PROBLEM DETAILS -
Nothing in the entries may differ when you return them.

BEGIN

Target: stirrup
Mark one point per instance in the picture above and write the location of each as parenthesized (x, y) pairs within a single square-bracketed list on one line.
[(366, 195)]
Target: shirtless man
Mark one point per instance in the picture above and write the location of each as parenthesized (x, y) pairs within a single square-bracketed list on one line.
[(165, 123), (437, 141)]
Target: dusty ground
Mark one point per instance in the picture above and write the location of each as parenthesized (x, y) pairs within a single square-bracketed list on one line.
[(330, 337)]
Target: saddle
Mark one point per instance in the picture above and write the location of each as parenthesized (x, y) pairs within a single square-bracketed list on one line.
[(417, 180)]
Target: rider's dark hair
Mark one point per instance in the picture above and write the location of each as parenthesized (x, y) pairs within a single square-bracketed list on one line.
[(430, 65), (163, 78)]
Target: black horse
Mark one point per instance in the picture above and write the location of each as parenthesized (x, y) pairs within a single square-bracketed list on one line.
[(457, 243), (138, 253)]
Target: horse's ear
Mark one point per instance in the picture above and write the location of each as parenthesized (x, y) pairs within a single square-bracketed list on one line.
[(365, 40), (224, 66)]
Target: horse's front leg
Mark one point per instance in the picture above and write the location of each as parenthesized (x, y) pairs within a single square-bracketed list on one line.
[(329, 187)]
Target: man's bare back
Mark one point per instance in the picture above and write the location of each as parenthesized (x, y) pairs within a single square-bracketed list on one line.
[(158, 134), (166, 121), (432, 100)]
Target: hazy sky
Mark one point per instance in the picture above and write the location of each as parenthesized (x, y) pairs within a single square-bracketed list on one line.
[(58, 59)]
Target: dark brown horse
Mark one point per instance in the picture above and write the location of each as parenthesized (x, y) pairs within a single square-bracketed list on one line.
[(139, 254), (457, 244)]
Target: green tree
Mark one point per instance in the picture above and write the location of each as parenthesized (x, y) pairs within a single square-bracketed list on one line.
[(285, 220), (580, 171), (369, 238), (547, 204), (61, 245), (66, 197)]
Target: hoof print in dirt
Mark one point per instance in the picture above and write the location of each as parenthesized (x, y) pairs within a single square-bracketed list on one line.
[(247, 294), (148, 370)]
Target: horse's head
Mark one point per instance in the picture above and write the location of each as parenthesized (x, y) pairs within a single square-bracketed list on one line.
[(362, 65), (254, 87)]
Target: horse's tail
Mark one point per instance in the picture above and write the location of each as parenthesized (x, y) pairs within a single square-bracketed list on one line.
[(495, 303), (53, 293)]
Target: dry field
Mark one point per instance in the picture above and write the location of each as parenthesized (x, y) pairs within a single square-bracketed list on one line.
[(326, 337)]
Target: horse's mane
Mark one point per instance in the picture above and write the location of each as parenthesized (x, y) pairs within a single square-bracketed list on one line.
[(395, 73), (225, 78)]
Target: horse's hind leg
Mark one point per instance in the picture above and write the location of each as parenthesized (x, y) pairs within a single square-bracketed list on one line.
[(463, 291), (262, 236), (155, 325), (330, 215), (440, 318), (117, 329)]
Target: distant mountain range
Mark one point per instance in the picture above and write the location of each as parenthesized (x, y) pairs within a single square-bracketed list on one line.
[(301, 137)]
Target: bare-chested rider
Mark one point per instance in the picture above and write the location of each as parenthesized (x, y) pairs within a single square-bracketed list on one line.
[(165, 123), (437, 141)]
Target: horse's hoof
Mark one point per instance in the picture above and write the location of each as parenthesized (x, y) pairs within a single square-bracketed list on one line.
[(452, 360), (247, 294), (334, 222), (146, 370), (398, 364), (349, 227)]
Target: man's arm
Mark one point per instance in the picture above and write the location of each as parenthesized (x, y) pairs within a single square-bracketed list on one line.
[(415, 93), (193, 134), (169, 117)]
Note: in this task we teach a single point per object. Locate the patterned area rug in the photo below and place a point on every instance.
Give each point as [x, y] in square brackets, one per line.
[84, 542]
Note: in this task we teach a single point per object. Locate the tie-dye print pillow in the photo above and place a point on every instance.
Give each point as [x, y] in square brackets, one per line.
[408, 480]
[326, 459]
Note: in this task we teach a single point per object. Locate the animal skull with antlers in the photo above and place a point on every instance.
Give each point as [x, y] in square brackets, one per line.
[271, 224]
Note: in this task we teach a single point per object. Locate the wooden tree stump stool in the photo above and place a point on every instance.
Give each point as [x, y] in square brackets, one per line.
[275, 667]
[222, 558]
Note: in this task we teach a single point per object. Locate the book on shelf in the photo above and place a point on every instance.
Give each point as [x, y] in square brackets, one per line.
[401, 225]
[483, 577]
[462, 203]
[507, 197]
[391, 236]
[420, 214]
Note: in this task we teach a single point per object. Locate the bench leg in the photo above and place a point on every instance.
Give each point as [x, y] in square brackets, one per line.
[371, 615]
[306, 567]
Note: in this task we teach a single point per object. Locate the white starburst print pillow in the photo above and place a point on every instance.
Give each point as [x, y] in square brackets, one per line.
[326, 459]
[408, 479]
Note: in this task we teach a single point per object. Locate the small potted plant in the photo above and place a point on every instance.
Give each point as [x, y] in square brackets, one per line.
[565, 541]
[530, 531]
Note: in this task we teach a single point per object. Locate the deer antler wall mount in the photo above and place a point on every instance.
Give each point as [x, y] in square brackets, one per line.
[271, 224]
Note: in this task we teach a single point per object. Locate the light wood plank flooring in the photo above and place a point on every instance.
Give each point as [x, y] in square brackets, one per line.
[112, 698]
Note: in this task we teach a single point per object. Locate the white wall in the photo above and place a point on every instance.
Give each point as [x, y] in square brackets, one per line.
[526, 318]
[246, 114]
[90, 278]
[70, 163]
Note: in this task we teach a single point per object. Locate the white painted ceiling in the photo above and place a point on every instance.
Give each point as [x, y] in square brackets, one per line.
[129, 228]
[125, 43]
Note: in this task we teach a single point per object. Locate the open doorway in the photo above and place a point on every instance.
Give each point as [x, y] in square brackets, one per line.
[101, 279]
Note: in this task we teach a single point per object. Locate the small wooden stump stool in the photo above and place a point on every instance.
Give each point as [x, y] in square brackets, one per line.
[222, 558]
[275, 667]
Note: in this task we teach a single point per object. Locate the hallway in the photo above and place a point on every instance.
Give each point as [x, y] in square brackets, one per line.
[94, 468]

END

PROBLEM SOLUTION -
Target: stirrup
Mark one point per instance in the picture above and write the location of each as parenthesized (x, y) pairs within a single square-bracketed list on one line.
[(366, 195)]
Target: shirtless man
Mark one point per instance in the picture above and write the location of each as parenthesized (x, y) pairs within a single square-bracketed list on one line.
[(165, 123), (437, 141)]
Target: dusty ground
Mark one point per instance in the picture above and write the location of each as parenthesized (x, y) pairs within a single square-bracketed list on one line.
[(330, 337)]
Target: saddle
Mark one point per instance in the picture above and write the location of each as parenthesized (x, y) pairs within a single square-bracketed list on one line.
[(417, 180)]
Target: rider's dark hair
Mark one point per instance in the picture above and write the location of each as parenthesized (x, y) pairs within a single square-bracketed list on one line.
[(430, 65), (163, 78)]
Target: black horse
Mark one point per instance in the picture above and write the location of each as parenthesized (x, y) pairs within a single square-bracketed list on one line.
[(457, 243), (138, 253)]
Target: horse's ear
Mark one point per instance in the picture above and write the location of each as parenthesized (x, y) pairs within a single square-bracketed list on one line.
[(365, 40), (224, 66)]
Target: horse's front leg
Mark one point per instance in the picture above and write the location of each as parenthesized (x, y) pairs within a single square-bracketed list on one line.
[(329, 187)]
Target: man's bare back
Mark one point per instance in the picture above and write the location of each as parenthesized (x, y) pairs within a single square-bracketed list on one line.
[(158, 134), (166, 121), (432, 100)]
Target: hazy sky
Mark one point per instance in the picture above and write the location of each as parenthesized (x, y) pairs within a single square-bracketed list on one line.
[(58, 59)]
Target: dark brown horse
Mark one point per instance in the picture above and write the location of each as parenthesized (x, y) pairs within a single square-bracketed list on one line.
[(139, 254), (457, 244)]
Target: green tree
Mark one point per instance in the picture above and write the location of each as parenthesized (x, y) pairs within a single square-bracketed list on one line.
[(285, 220), (580, 171), (369, 238), (547, 204), (61, 245), (66, 197)]
Target: hoof print in dirt
Mark one point per instance in the picture above and write the location of each as parenthesized (x, y) pairs within a single square-bracketed list on one line.
[(247, 294), (148, 370)]
Target: horse's head
Mark one point per instance in the picture above and write the location of each as parenthesized (x, y) pairs within a single square-bracketed list on one line.
[(362, 65), (254, 87)]
Target: horse's tail
Mark one point per instance in the picture above and write the location of each as parenthesized (x, y) pairs within a single square-bracketed list on one line.
[(495, 303), (53, 293)]
Target: dry field
Mark one point per instance in the picture above and write the location of each as parenthesized (x, y) pairs within a single square-bracketed list on one line.
[(326, 337)]
Target: horse's mane
Mark one point per instance in the picture above and write the location of each as parenthesized (x, y) pairs within a single square-bracketed list on one line.
[(395, 73), (225, 78)]
Target: horse's hind leg
Mark one point per instance in the picture above and write the location of each as parenthesized (x, y) pairs within a single square-bracketed list on one line.
[(463, 291), (262, 236), (155, 325), (330, 215), (440, 318), (117, 329)]
Target: distant mountain range
Mark one point per instance in the picture above and write the location of each as parenthesized (x, y) pairs within a single square-bracketed list on one line.
[(301, 137)]
Target: bare-chested rider
Mark one point per instance in the picture above and write the location of each as parenthesized (x, y) pairs within a single square-bracketed list on one line.
[(165, 123), (437, 141)]
Target: horse's hoof
Mark one point per instance in the picture above and write the location of each as parenthesized (x, y) pairs within a single square-bracketed list on one line.
[(452, 360), (247, 294), (334, 222), (146, 370), (398, 364), (349, 227)]
Target: man's arm
Mark one point per instance in the picture above and write the location of each as parenthesized (x, y) pairs within a single square-bracketed list on one line.
[(415, 93), (193, 134), (169, 117)]
Note: in this task we teach a single point per object. Locate the patterned area rug in the photo below and place a point on every instance.
Give each point as [x, y] in square brackets, one per line.
[84, 542]
Note: in this task we teach a single point per object. Locate the tie-dye print pillow in the photo above and place a point on every instance.
Give each point as [x, y] in square brackets, one per line.
[408, 480]
[326, 459]
Note: in this task we teach a single point per object. Locate the animal skull with antlers in the photo above and place a point on every instance.
Give each point as [x, y] in square brackets, one per line.
[271, 224]
Note: in this task we teach a single point per object. Locate the wooden tree stump stool in the photo above and place a point on every instance.
Give each point as [x, y] in square brackets, one per line.
[275, 667]
[222, 558]
Note: in this task we teach a single point per object. Locate the book on shelf in the photo above and place a point on every instance.
Give each point as [x, y] in square brackets, one per line.
[401, 225]
[483, 577]
[462, 203]
[507, 197]
[391, 236]
[420, 214]
Note: in this task we teach a single point per object. Locate the bench leg in the photo above and place a point on every instance.
Give each point as [x, y] in square brackets, one per line.
[371, 615]
[306, 567]
Note: in this task we teach a single point per object. Locate the white starburst print pillow in the photo above and place a point on every instance.
Give each point as [x, y] in square brackets, one per line.
[326, 459]
[408, 479]
Note: in this task we teach a single point per object. Locate the small potted plant in the photo above and place a point on every instance.
Give each point as [x, y] in square brackets, one per line.
[565, 541]
[530, 531]
Note: in this task we teach a single point per object. Locate the deer antler wall mount in the photo above and place a point on every instance.
Give each point as [x, y] in square brackets, one per line.
[271, 224]
Note: in this task we teach a single point per object. Locate the light wood plank flooring in the photo above and place a point on every instance.
Give each point as [x, y] in square brackets, one per line.
[112, 698]
Note: in this task we teach a single point per object. Locate the white wall in the photo above and place a point on every instance.
Give each point as [x, y] in square brackets, one per line.
[526, 318]
[246, 114]
[90, 278]
[70, 163]
Note: in this task we teach a single point per object. Locate the white painted ceiling in the photo above and place a point on every instance.
Give each point as [x, y] in square brackets, one per line.
[129, 228]
[125, 43]
Note: in this task we teach a single point per object. Locate the open doorway in the photo above and place a point on every instance.
Give each point as [x, y] in square brackets, one per line.
[101, 279]
Note: in this task we teach a single point per object. Locate the small wooden stump stool in the photo above and place a point on every instance.
Give each point as [x, y] in square brackets, one per line.
[222, 558]
[275, 667]
Note: in this task we teach a single point per object. Locate the hallway in the photo above and place a point on every instance.
Give each point as [x, y] in square brackets, one per line.
[94, 468]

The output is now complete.